*** Input Section Begins ***
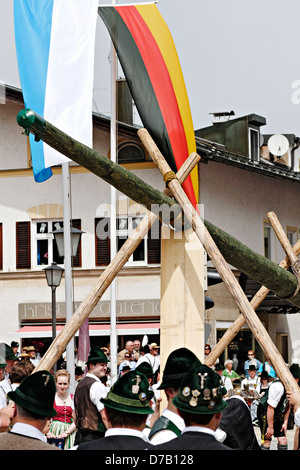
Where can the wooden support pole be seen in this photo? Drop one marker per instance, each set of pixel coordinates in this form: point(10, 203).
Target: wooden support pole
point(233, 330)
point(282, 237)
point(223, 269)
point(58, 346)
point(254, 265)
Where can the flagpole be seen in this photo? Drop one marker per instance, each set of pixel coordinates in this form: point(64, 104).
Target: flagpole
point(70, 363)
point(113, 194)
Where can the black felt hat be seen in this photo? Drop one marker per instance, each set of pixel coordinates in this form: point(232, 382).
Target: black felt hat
*** Input Section Ends ***
*** Input Section Begins ***
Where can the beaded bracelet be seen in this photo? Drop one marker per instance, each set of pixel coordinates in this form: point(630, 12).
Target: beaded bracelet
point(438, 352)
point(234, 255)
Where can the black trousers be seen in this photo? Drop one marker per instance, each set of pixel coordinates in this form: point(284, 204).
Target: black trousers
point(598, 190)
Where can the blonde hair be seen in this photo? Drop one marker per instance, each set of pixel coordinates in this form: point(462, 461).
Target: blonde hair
*** Input Section Ends ***
- **What is being asked**
Output the lines above exactly, but only those between the line holding "Where can the blonde" and the line holding "Target: blonde hair", inclusive.

- **The answer**
Where can the blonde hair be seen in this photo? Drop one marker per instance, each set of pixel coordinates in this form: point(462, 461).
Target: blonde hair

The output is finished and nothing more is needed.